What this task involves: Reproduce each of the following items verbatim, line for line, but omit the pictures from your output.

(Shape labeling items)
--*--
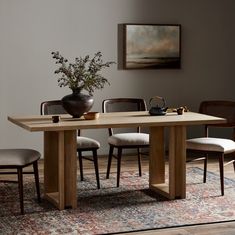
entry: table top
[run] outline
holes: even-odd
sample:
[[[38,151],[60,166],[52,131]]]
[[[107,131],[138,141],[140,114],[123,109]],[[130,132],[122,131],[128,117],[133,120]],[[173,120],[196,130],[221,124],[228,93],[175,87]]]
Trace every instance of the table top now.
--*--
Correct output:
entry: table top
[run] outline
holes: even-odd
sample:
[[[38,151],[60,166],[52,131]]]
[[[107,131],[138,141],[140,114],[123,109]],[[130,132],[122,131],[128,117],[133,120]],[[173,120],[196,130],[221,124],[228,93],[175,87]]]
Trace every instance of the table top now.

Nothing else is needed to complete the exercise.